start Source records

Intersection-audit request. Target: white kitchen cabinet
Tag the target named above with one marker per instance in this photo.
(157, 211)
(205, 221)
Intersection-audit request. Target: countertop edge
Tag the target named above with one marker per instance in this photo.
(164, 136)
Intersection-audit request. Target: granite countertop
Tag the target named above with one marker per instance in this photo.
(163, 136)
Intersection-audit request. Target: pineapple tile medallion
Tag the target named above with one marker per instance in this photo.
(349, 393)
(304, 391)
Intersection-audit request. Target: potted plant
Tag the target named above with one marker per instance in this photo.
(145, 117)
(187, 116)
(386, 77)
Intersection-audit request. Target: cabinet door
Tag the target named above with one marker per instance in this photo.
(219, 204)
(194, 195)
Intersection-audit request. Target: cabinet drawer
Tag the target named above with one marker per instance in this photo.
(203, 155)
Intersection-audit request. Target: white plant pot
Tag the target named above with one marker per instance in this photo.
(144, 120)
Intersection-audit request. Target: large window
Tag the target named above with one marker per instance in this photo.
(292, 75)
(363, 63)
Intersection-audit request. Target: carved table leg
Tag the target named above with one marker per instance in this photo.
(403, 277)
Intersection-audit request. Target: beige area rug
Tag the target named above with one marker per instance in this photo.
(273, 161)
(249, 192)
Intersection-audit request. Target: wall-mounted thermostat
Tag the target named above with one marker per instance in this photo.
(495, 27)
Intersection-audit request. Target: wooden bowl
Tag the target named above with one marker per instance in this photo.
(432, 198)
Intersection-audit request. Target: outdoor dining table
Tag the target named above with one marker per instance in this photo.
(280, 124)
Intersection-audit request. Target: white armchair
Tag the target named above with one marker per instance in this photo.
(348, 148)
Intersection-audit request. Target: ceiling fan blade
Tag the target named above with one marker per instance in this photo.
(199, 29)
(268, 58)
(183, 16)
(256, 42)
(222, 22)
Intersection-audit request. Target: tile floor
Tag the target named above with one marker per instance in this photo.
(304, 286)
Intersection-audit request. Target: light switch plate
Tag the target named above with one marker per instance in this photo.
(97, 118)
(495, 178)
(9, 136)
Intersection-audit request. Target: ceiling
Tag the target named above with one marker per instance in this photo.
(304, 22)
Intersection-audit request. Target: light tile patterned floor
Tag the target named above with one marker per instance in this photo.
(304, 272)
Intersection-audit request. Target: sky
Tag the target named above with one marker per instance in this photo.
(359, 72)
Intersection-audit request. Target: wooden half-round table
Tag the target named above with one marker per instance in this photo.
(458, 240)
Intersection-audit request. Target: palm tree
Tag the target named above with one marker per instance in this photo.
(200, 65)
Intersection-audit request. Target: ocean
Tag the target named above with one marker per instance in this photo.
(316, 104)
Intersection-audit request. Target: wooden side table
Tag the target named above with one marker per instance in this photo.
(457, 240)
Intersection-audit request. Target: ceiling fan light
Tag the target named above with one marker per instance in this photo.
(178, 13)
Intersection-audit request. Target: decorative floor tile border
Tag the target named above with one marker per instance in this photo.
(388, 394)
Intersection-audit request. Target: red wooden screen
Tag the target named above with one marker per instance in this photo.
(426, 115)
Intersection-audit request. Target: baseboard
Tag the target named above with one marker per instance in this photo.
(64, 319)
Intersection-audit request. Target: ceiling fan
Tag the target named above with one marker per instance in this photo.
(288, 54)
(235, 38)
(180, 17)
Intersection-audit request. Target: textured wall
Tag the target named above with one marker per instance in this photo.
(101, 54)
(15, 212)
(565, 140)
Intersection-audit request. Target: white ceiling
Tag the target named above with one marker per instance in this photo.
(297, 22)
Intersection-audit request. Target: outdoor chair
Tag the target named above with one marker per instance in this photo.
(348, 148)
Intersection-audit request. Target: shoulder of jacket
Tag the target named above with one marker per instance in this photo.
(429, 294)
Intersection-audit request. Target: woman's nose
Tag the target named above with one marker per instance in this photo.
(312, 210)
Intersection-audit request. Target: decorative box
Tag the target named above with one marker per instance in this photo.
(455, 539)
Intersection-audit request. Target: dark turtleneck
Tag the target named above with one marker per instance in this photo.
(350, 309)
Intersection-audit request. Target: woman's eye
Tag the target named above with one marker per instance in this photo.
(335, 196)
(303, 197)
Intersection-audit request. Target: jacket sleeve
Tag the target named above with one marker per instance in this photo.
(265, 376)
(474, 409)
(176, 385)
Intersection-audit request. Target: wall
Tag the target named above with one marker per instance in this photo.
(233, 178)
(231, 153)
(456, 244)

end Source records

What you should do:
Reproduce everything from the line containing "Intersection-audit request. Target: woman's eye" down to the end of the records, requests included, and add 145 to each coordinate value in the answers.

Answer in full:
Intersection-audit request. Target: woman's eye
Tag the target named above with one marker per instance in this photo.
(480, 341)
(448, 342)
Intersection-audit request. Target: jacket sleeve
Tag the target named above with one marker per instance in this photo.
(410, 521)
(619, 554)
(321, 530)
Intersection-audit request. Target: wall
Tag the target named above with one marker per instance in this photo.
(378, 323)
(376, 298)
(601, 389)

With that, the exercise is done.